• [Travail à faire]:
A: Relevez tous les noms de lieux qui figurent dans le texte cité sur la frappe aérienne.
B: Dans les enregistrements, substituez « JSON list » à « JSON array » de la ligne contenant « seated woman? » jusqu'à la fin, puis redonnez ces lignes sans autre modification.
*** Texte cité ***
Par Médecins sans frontières
Le soir du 2 juillet, une frappe aérienne contre le centre de détention de Tajoura, situé à l’est de Tripoli, capitale de la Libye, a fait des dizaines de morts parmi les migrants et des réfugiés.
C’est une tragédie qui aurait largement pu être évitée si les précédents appels à l’évacuation des centres de détention avaient été entendus.
Au moment de l’attaque, plus de 600 hommes, femmes et enfants vulnérables étaient retenus dans le centre de détention de Tajoura. La veille, nos équipes s’étaient rendues dans la cellule qui a été touchée. Ceux qui ont survécu craignent pour leur vie.
*** Enregistrements concernés ***
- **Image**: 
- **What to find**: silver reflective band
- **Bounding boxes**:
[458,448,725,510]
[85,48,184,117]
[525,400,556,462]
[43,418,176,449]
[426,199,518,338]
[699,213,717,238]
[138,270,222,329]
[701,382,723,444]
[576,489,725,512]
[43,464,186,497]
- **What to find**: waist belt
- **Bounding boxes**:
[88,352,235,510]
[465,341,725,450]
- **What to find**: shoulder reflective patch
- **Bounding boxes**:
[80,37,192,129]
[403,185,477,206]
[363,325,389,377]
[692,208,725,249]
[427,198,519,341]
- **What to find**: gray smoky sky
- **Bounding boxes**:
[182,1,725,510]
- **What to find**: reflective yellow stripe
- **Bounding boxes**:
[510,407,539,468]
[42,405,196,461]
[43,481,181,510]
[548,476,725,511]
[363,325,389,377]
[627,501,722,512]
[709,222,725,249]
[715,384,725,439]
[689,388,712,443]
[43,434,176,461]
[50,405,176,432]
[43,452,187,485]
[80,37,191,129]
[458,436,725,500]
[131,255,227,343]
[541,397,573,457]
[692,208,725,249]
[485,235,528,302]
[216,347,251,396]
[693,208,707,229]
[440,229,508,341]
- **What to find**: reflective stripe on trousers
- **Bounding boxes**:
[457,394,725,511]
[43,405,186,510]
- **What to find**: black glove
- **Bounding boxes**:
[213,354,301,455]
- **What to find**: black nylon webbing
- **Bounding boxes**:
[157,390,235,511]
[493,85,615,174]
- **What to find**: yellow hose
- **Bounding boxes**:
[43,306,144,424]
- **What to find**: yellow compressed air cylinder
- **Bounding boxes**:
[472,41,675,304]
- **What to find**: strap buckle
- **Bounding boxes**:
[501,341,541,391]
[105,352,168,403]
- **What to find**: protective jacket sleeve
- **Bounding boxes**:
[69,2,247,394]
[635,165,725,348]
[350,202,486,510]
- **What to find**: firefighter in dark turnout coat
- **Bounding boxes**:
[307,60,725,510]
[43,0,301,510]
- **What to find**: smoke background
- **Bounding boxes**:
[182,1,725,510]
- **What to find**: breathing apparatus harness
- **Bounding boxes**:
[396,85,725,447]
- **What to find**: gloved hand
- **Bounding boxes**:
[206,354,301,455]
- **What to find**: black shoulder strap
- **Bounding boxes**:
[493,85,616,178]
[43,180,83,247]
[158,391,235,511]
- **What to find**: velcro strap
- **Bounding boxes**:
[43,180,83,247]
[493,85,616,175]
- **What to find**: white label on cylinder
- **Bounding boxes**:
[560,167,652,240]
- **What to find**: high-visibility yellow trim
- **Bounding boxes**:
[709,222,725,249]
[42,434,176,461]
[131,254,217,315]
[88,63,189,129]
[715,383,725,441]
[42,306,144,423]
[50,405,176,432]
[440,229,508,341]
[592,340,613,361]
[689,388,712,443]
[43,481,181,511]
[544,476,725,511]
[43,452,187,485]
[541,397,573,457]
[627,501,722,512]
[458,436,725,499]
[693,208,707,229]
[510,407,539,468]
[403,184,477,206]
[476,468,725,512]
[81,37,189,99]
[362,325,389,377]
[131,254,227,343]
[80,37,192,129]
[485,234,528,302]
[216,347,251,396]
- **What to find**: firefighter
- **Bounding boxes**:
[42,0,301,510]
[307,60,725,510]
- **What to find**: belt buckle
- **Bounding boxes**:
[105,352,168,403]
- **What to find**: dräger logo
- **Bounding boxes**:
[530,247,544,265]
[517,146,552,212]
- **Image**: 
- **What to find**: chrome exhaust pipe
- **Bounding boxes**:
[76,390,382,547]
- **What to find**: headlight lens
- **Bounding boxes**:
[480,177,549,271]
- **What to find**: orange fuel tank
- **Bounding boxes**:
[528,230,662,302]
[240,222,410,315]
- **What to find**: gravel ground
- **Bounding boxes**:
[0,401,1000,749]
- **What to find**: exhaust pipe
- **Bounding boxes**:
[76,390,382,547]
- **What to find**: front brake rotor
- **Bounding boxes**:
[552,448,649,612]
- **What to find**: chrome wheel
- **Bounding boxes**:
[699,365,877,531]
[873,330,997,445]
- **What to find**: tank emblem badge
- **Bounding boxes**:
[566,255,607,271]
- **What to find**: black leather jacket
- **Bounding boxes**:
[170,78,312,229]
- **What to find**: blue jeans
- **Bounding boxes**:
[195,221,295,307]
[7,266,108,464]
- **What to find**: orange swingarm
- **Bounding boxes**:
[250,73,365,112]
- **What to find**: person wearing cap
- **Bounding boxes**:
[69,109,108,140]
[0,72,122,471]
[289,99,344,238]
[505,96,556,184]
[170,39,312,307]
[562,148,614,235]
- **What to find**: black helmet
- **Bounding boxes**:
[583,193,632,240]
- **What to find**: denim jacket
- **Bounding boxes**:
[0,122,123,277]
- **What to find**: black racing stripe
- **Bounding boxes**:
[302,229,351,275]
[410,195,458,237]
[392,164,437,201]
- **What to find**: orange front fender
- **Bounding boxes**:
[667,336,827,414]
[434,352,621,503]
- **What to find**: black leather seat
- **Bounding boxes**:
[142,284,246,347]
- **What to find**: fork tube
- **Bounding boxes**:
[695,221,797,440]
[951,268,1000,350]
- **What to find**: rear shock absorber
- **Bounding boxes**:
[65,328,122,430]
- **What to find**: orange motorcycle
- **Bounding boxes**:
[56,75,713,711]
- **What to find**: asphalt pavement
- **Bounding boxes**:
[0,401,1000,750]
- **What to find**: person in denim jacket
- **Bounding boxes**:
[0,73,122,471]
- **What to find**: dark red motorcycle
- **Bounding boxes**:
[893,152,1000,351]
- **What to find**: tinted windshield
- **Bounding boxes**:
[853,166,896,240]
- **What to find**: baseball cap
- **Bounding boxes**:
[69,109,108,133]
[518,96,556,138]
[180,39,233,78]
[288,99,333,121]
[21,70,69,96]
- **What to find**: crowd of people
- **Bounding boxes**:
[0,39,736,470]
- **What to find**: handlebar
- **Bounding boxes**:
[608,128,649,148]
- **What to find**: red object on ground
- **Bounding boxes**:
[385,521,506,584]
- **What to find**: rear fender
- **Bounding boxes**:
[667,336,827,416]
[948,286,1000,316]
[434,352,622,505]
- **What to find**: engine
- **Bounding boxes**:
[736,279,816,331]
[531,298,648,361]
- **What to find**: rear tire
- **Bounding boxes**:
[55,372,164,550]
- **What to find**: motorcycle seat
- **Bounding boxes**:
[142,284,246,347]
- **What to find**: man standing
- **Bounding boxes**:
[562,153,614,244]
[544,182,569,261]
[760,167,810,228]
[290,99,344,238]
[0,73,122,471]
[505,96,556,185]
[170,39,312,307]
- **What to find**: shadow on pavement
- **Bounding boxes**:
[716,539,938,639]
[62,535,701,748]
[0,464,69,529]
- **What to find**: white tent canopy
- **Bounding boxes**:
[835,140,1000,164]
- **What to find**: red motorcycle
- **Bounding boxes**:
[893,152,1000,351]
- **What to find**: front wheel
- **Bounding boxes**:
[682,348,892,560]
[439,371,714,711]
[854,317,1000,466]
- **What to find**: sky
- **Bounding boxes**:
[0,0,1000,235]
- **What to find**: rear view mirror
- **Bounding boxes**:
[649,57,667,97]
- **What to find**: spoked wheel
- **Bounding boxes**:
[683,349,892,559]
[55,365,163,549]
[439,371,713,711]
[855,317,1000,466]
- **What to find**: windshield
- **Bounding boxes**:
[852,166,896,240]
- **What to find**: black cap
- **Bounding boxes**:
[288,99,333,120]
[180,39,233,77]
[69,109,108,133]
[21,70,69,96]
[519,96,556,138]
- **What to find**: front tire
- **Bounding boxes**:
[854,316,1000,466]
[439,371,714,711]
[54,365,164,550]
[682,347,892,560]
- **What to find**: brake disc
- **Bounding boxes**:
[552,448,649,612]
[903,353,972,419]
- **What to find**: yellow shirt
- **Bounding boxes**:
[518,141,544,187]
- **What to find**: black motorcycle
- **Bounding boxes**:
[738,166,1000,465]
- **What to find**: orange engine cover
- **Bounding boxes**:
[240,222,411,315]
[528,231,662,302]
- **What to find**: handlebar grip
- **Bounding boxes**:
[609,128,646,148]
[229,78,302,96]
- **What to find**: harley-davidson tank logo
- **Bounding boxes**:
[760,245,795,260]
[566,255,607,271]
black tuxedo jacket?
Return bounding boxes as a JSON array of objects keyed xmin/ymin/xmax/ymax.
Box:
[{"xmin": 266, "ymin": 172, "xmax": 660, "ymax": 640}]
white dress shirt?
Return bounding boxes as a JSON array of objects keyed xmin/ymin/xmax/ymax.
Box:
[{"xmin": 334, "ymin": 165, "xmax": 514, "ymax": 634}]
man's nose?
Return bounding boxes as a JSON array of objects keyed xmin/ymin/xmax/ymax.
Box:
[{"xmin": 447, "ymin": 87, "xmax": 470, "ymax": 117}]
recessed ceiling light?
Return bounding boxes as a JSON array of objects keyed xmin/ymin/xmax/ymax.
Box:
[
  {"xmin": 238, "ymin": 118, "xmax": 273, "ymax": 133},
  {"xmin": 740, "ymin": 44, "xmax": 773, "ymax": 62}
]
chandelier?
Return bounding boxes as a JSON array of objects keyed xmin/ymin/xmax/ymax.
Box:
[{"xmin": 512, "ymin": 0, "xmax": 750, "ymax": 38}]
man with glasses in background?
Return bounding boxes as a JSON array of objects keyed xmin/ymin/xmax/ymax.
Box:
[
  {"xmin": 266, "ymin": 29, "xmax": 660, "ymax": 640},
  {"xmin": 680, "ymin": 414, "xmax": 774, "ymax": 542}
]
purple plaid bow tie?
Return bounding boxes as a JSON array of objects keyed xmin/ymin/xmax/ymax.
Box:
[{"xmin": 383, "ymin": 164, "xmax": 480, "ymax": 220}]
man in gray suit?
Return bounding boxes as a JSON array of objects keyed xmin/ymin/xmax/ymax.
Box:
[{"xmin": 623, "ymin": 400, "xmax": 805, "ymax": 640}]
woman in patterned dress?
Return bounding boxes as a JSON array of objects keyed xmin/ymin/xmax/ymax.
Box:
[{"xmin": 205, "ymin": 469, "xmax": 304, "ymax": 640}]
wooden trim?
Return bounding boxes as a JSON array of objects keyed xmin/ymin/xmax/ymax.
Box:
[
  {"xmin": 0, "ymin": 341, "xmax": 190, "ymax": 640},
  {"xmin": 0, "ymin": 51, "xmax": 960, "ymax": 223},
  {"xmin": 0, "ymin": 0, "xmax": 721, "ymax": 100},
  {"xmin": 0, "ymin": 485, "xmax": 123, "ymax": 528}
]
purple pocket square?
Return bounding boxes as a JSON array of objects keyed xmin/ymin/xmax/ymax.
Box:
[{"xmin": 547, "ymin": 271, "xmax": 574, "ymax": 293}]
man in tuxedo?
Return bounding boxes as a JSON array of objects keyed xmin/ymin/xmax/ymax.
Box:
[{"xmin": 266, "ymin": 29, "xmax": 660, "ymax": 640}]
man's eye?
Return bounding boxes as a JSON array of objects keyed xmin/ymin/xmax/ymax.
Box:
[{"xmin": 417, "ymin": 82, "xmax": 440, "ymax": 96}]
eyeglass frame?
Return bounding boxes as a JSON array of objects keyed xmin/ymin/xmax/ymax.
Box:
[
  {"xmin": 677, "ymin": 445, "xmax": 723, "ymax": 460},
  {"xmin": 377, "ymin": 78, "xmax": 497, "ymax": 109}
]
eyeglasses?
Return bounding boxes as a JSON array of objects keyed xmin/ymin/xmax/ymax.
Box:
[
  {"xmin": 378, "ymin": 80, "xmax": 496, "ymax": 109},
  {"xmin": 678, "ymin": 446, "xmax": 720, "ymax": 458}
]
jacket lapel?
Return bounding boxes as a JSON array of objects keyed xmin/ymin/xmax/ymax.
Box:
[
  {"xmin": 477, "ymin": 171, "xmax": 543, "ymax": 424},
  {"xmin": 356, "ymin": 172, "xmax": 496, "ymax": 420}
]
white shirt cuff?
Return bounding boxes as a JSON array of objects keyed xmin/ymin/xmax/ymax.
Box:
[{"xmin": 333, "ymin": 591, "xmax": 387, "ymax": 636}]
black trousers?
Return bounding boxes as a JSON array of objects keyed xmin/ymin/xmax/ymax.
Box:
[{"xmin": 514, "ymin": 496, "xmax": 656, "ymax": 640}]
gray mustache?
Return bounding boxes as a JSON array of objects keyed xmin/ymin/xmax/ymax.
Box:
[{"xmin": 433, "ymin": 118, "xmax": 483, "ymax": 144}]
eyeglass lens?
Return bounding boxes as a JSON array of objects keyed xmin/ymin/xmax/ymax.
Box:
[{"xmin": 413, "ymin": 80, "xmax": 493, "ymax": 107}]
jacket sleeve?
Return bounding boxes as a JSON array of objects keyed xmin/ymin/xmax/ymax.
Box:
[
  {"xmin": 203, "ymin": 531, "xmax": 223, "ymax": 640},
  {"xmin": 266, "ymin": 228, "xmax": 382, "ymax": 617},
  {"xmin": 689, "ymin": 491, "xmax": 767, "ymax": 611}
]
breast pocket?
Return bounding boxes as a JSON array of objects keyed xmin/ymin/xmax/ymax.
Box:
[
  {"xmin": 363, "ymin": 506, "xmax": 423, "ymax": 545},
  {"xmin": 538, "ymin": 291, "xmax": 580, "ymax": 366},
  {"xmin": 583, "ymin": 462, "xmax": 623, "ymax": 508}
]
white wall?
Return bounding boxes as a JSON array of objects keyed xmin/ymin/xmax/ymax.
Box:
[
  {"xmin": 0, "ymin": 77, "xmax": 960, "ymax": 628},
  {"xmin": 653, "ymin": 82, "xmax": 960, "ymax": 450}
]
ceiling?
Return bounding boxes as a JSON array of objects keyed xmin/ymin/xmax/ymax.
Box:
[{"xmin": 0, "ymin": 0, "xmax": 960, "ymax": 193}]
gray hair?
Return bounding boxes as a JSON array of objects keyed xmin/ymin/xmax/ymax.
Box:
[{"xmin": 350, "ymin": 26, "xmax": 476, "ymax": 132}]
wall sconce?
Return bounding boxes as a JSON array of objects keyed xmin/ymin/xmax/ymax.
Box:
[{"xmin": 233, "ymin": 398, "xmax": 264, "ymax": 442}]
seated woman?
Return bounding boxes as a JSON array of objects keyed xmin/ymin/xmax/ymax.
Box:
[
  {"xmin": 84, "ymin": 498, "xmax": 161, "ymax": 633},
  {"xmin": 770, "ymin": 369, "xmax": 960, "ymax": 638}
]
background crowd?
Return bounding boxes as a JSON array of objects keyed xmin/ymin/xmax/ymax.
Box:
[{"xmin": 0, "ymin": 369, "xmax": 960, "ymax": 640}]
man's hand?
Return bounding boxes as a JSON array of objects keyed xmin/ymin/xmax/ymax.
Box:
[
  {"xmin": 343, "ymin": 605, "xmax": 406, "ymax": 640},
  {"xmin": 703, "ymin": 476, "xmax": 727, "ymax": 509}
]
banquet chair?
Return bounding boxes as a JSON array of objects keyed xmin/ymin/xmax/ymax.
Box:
***
• [Réponses par tâche]:
A: Tajoura, Tripoli, Libye

B:
seated woman?
Return bounding boxes as a JSON list of objects keyed xmin/ymin/xmax/ymax.
Box:
[
  {"xmin": 84, "ymin": 498, "xmax": 161, "ymax": 633},
  {"xmin": 770, "ymin": 369, "xmax": 960, "ymax": 638}
]
background crowd?
Return bounding boxes as a JSON list of objects keyed xmin/ymin/xmax/ymax.
Box:
[{"xmin": 0, "ymin": 369, "xmax": 960, "ymax": 640}]
man's hand?
Return bounding boxes as a JSON list of objects keyed xmin/ymin/xmax/ymax.
Box:
[
  {"xmin": 343, "ymin": 605, "xmax": 406, "ymax": 640},
  {"xmin": 703, "ymin": 476, "xmax": 727, "ymax": 509}
]
banquet chair?
Return bounding boxes as a JSON list of objects keyed xmin/ymin/xmax/ymax.
Box:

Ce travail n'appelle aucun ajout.